(Data in this exercise)
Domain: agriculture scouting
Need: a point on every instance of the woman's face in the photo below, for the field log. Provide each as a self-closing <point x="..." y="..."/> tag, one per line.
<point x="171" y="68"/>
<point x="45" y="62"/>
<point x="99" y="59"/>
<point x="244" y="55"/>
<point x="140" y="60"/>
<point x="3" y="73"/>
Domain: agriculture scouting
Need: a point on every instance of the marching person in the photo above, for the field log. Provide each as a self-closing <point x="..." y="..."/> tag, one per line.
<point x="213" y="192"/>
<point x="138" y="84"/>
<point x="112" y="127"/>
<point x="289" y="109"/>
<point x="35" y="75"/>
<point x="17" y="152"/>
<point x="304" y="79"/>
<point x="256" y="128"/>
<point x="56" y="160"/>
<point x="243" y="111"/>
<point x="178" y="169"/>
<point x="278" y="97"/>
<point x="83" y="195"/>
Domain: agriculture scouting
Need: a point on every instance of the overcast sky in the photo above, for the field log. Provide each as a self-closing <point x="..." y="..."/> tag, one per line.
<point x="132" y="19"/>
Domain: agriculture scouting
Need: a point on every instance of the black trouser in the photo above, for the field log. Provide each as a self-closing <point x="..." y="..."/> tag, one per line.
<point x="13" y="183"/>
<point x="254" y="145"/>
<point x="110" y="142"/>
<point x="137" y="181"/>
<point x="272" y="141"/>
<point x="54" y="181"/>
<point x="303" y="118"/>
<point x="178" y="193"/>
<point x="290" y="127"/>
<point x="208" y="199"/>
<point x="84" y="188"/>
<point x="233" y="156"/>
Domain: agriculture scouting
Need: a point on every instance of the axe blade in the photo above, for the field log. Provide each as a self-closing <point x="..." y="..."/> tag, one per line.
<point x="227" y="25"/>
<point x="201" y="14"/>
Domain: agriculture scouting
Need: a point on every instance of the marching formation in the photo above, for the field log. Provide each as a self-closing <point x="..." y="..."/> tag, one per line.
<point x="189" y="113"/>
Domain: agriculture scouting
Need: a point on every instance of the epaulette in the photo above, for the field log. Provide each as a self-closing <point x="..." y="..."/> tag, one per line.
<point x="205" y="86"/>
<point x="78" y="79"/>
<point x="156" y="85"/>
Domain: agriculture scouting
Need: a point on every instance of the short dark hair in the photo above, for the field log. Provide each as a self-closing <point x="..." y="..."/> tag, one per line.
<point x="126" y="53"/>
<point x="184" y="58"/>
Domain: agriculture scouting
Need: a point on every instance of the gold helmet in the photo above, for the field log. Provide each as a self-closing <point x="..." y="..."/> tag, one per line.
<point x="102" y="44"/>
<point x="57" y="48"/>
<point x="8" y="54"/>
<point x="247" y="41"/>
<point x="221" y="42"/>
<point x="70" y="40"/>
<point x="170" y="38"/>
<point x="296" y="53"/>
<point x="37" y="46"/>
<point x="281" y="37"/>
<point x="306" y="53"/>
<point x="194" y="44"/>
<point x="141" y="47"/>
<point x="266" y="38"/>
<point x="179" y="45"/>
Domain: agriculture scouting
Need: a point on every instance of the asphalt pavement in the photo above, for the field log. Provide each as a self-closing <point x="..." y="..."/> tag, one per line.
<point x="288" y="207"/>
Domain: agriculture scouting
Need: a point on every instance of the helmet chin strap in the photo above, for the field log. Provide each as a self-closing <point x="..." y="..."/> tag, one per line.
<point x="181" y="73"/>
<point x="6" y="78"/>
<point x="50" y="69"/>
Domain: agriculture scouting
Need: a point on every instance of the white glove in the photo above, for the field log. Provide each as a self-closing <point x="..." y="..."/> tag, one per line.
(End Data in this exercise)
◆ **Exercise goal**
All entries should be given again precisely as they appear above.

◆ **Answer below**
Domain: agriculture scouting
Need: a point on every instance of the woman's face in the photo below, for the field log. Provide each as a self-closing <point x="..." y="..."/> tag, one per line.
<point x="171" y="68"/>
<point x="45" y="62"/>
<point x="99" y="59"/>
<point x="244" y="55"/>
<point x="140" y="60"/>
<point x="3" y="73"/>
Domain: agriculture scouting
Need: a point on every instance of the marching person in the photo above, for the field log. Provide each as a self-closing <point x="..." y="..."/> tag, one per line.
<point x="213" y="192"/>
<point x="138" y="84"/>
<point x="112" y="127"/>
<point x="289" y="109"/>
<point x="35" y="75"/>
<point x="17" y="152"/>
<point x="304" y="79"/>
<point x="256" y="128"/>
<point x="56" y="160"/>
<point x="243" y="111"/>
<point x="178" y="169"/>
<point x="278" y="97"/>
<point x="83" y="195"/>
Domain: agriculture scouting
Need: a point on every instance of the overcast sky in the photo above, for the field log. Provide each as a self-closing <point x="..." y="..."/> tag, one per line.
<point x="132" y="19"/>
Domain: agriculture scouting
Need: a point on every instance of the black trouser in the photo above, for the field log. Provide each as a self-closing <point x="..." y="..."/> tag, one per line.
<point x="13" y="183"/>
<point x="254" y="145"/>
<point x="110" y="142"/>
<point x="137" y="181"/>
<point x="272" y="141"/>
<point x="54" y="181"/>
<point x="303" y="118"/>
<point x="178" y="193"/>
<point x="290" y="127"/>
<point x="208" y="199"/>
<point x="84" y="188"/>
<point x="233" y="156"/>
Domain: agriculture scouting
Need: a point on every instance of the axe blade in the photo above, for the field log. Provide each as a self-closing <point x="..." y="..."/> tag, one per line.
<point x="227" y="25"/>
<point x="201" y="14"/>
Domain: agriculture scouting
Need: a point on every instance of the marching formation in the photo above, for the field log. Provide each as a self-closing <point x="..." y="..."/> tag, one per line.
<point x="189" y="113"/>
Domain: agriculture scouting
Need: a point on every instance of the epaulette in the photo above, for the field log. Provide each as a self-closing <point x="..." y="..."/> tag, one per line.
<point x="205" y="86"/>
<point x="78" y="79"/>
<point x="156" y="85"/>
Domain: agriculture scouting
Need: a point on every instance of the short dark hair in the photo above, for the field log. Provide each as a self-closing <point x="..." y="..."/> tag, one per line.
<point x="126" y="53"/>
<point x="184" y="58"/>
Domain: agriculture scouting
Need: a point on every instance of the gold helmet in the photo above, for the field log. Provide each as a self-closing <point x="..." y="..."/> tag, one per line.
<point x="102" y="44"/>
<point x="57" y="48"/>
<point x="8" y="54"/>
<point x="247" y="41"/>
<point x="221" y="42"/>
<point x="70" y="40"/>
<point x="170" y="38"/>
<point x="296" y="53"/>
<point x="37" y="46"/>
<point x="281" y="37"/>
<point x="306" y="53"/>
<point x="194" y="44"/>
<point x="141" y="47"/>
<point x="266" y="38"/>
<point x="179" y="45"/>
Domain: agriculture scouting
Need: a point on every instance of the asphalt pavement in the photo above, for the field log. Provide each as a self-closing <point x="..." y="..."/> tag, one per line.
<point x="288" y="207"/>
Domain: agriculture scouting
Need: a point on every instance of the helmet chin strap in the photo above, for the field log. Provide each as a self-closing <point x="..." y="..."/> tag, one per line.
<point x="181" y="73"/>
<point x="6" y="78"/>
<point x="50" y="69"/>
Domain: agriculture scouting
Need: a point on every instance of the white glove in the photo above, for the field log. Provide each as a self-closing <point x="..." y="..."/> tag, one per line.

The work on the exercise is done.